>> START Extract

Gradually it sunk in to me that the spiritual maturity is not inherited or won, it cannot be had for the asking. It is earned. Even a tree planted by streams of water will grow undetected—slowly, painfully, quietly. Jenny had persevered through some storms in life—choosing joy over depression, forgiveness over bitterness, meekness over her own way.
Over the last nine years that I have known Jenny, my respect for her has continually grown. We have been on many trips together and at first it surprised me that she would bring along a book about being a godly parent, an excellent wife, or a better Christian. She could have written all of those books and then some. But that wasn’t her mentality—she was still growing and learning.
In fact, she hasn’t written any books that I know of; doesn’t have a full speaking schedule, a TV show, or even a blog. From what I’ve seen, much of Jenny’s time during this season of life is filled with the thankless tasks of loading the dish washer, teaching reading, solving math problems, grocery shopping, scrubbing bath tubs, and driving kids to karate.

>> END Extract
>> START Data block

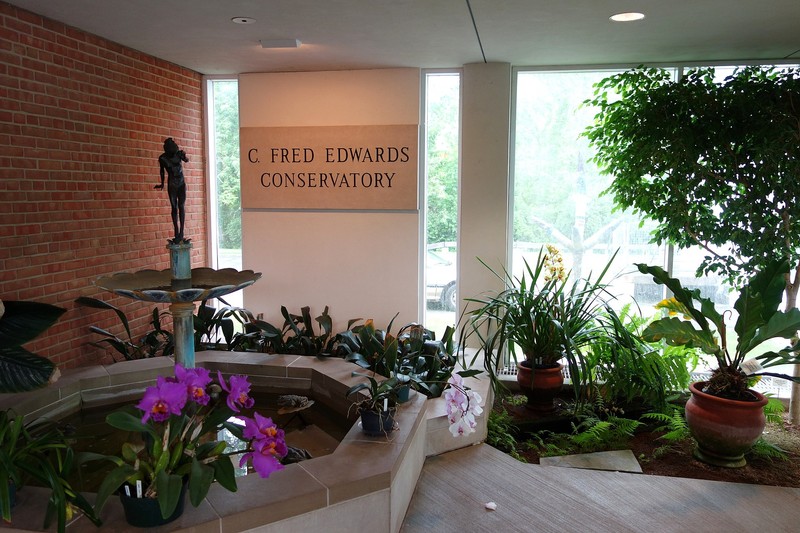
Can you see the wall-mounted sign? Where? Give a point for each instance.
(330, 167)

>> END Data block

__Jobs__.
A: Translate this sentence from the passage about Jenny into Spanish: "Over the last nine years that I have known Jenny, my respect for her has continually grown."
B: Carry the passage about Jenny forward from its final sentence.

__Exercise answers__.
A: En los últimos nueve años, desde que conozco a Jenny, mi respeto por ella ha ido creciendo continuamente.

B:
When I thought about her life, I was reminded of Mary and the costly perfume that she spilled on Jesus’ feet. Many criticized the offering as resources wasted—a year’s worth of labor gone in a few short seconds benefitting no one but Jesus.
But Jesus saw the act of selfless worship as a great gift—so much so, that the God of the universe took the space to write it down in His short book so that her life and action would be read and remembered for years to come. Her perfume was not wasted; it was given.
Likewise, a life given in simple, selfless ways is not wasted. It is invested.
Jenny’s daily routine is not wasted to the five kids who call her mom or the husband who calls her “sweetheart.” And it is not wasted to the hundreds—perhaps thousands of people whom she has taken time for, listened to, and encouraged.
I know many who would say that they are a better wife, a better mom, or a better Christian for having known Jenny Bostic and I would count myself in that number. Her gentle, quiet spirit convicts and motivates me on an ongoing basis.
And I can’t wait to see the incredible things that are to come for a life so freely given and so gently sustained as Jenny Bostic’s.